## Prompt
Wherever a picture appears, skip it and retype the rest of the data exactly.

## Data supplied
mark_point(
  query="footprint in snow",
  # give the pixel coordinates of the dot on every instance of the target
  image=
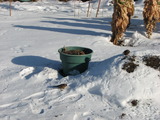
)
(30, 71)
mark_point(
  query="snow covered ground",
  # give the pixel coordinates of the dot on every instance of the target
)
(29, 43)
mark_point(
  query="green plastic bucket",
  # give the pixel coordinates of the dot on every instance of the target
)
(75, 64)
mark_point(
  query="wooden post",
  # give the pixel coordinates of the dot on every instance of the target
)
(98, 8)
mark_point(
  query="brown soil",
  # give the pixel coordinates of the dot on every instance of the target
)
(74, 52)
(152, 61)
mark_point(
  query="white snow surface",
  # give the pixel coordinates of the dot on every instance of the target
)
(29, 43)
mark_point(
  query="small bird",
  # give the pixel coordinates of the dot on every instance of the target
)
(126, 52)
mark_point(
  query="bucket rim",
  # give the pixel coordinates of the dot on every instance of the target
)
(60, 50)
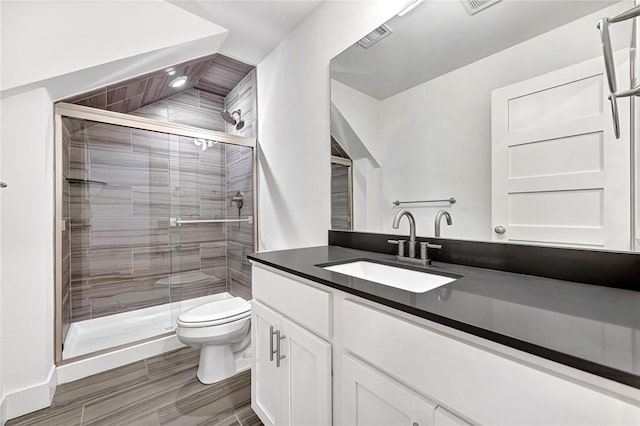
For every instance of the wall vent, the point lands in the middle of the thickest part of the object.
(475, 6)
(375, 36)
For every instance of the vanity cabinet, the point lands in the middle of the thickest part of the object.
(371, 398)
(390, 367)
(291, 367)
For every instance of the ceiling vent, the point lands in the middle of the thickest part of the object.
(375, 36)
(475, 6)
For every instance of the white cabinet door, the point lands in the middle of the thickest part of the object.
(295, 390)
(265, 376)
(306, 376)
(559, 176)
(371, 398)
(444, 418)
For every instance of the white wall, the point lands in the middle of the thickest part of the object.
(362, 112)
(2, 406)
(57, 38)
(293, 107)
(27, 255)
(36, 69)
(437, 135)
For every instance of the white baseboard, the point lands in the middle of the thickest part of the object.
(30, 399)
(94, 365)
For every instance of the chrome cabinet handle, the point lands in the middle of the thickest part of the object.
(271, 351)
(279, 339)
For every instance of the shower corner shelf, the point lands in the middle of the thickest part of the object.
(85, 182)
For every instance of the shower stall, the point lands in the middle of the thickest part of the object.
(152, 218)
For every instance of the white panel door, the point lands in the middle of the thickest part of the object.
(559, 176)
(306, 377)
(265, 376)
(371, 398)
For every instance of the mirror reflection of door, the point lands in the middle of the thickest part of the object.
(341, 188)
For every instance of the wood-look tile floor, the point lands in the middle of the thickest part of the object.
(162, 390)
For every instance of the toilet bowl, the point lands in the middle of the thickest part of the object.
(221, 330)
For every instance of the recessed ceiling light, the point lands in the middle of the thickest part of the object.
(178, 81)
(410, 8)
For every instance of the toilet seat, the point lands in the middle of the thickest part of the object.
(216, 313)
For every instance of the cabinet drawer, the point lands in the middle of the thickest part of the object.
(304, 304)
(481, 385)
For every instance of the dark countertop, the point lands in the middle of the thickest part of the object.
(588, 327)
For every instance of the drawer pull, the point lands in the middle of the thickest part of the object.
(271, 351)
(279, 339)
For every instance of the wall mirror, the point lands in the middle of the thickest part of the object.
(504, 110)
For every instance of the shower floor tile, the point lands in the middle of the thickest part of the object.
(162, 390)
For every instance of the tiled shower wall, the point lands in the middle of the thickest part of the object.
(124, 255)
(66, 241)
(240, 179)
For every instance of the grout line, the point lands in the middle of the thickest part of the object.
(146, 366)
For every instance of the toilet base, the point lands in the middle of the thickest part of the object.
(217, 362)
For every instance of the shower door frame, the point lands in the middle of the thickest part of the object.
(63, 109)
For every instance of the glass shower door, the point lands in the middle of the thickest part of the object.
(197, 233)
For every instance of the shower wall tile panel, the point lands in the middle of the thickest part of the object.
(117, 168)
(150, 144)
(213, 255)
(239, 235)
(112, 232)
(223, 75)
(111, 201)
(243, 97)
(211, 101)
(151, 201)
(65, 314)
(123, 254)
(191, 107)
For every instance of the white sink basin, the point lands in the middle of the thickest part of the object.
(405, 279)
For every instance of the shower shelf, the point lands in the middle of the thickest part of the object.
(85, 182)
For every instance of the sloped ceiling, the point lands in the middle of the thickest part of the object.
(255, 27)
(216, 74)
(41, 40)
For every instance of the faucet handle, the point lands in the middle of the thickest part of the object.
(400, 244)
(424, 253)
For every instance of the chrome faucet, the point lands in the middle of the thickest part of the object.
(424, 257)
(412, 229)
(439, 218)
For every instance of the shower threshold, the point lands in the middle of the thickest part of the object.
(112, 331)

## Final answer
mark_point(
  query="footprint in snow",
  # give the pixel coordinates of the dot on every instance of the target
  image=
)
(30, 71)
mark_point(
  query="snow covered ground",
  # give the pixel coordinates of the dot on every instance of the target
)
(29, 43)
mark_point(
  query="green plastic bucket",
  # give the pixel coordinates of the dot on every instance of the target
)
(75, 64)
mark_point(
  query="wooden post",
  # give the pixel coordinates of the dot on every instance of the target
)
(98, 8)
mark_point(
  query="brown soil",
  # give the pixel coordinates of the dot on every instance of the target
)
(74, 52)
(152, 61)
mark_point(
  query="white snow surface",
  # give the pixel coordinates of the dot on every instance of the target
)
(29, 43)
mark_point(
  query="small bird",
  # give the pixel coordinates of the dot on every instance of the target
)
(126, 52)
mark_point(
  query="bucket rim",
  # give the pixel coordinates of the dot on every instance of the target
)
(60, 50)
For every instance of the wall vent, the point lands in the middle of the thickest part of the object.
(475, 6)
(375, 36)
For every instance of the vanity cabinet, the point lands in the middle of the thickest part of the object.
(371, 398)
(390, 367)
(291, 367)
For every instance of the ceiling vent, the point lands in the middle of the thickest part of the object.
(375, 36)
(475, 6)
For every instance of the white cabinet door, the point lands in the middle of the thickest part of the object.
(295, 390)
(265, 376)
(306, 376)
(559, 176)
(371, 398)
(444, 418)
For every instance of the white wall, the point lands in the middle of the thickest part of the object.
(362, 112)
(2, 406)
(57, 38)
(293, 107)
(27, 255)
(36, 69)
(437, 135)
For every instance of the white baseboard, the point lands in the middle of the thickest part of the object.
(30, 399)
(94, 365)
For every instance of the chrome cabinet handle, the point lands in the middle of the thickest part of the object.
(271, 351)
(279, 339)
For every instance of the shower corner shelf, the point lands in the middle of the thickest part of the object.
(85, 182)
For every instance of the shower stall, the point lands in the middle of the thickest part of the object.
(152, 218)
For every instance of the white panel door, the point lands in the middle of the thickest part of the object.
(559, 176)
(306, 377)
(265, 376)
(371, 398)
For every instance of the mirror reflection of door, the point lands in the middle of the thickest part of the object.
(341, 188)
For every instance of the wood-look tile floor, the point lands in the middle of the thickest part of the object.
(162, 390)
For every instance of the toilet bowl, the point lands in the middle of the thickest part of the object.
(221, 330)
For every instance of the recessed ceiling light, the point lands in the middle of the thickest part of the object.
(178, 81)
(410, 8)
For every instance of the toilet seat, the point lands in the middle of the thickest part of the object.
(216, 313)
For every instance of the cabinet drawer, the point lands in the middle of the thickest part of the object.
(304, 304)
(481, 385)
For every instance of the dark countertop, the point lands in the middle of the thickest part of the object.
(588, 327)
For every instance of the drawer pull, the point lands in the middle of the thickest part of the object.
(271, 351)
(279, 339)
For every instance of the wall mirror, the point lands in the middle of the thickest part of the object.
(504, 110)
For every instance of the shower floor tile, the point lands in the middle of the thickest part of the object.
(162, 390)
For every instance of the tiled shower wall, the point lands in the middle of the thickest part of the object.
(124, 255)
(66, 241)
(240, 179)
For every instance of the grout line, the point lands in the middle of the thickest part of the object.
(146, 366)
For every instance of the toilet base, the point lands in the middle of the thickest part of the object.
(217, 362)
For every instance of the shower door frame, the point lands in the middle of the thickest part of the object.
(63, 109)
For every instance of the glass shower door, the point lands in the middle of the thickest part of the object.
(197, 233)
For every instance of the shower wall tile panel, the point lands in the middle of the thickest part of the object.
(117, 168)
(150, 144)
(213, 255)
(239, 235)
(112, 232)
(223, 75)
(111, 201)
(243, 97)
(211, 101)
(151, 201)
(65, 314)
(123, 254)
(191, 107)
For every instance of the white sink basin, the point lands in the middle of the thickest part of the object.
(405, 279)
For every instance of the shower shelf, the point lands in the middle of the thickest part of the object.
(85, 182)
For every instance of the sloped ceiling, the point lands in the middle of the thickest part of the object.
(255, 27)
(216, 74)
(41, 40)
For every instance of the faucet handle, the point lands in the middle of the thickest part of the object.
(400, 244)
(424, 253)
For every instance of the chrome faucet, the point lands in the middle of the thickest part of the object.
(424, 257)
(412, 229)
(439, 218)
For every instance of the shower threshold, the point lands in the middle of the thickest part of the object.
(112, 331)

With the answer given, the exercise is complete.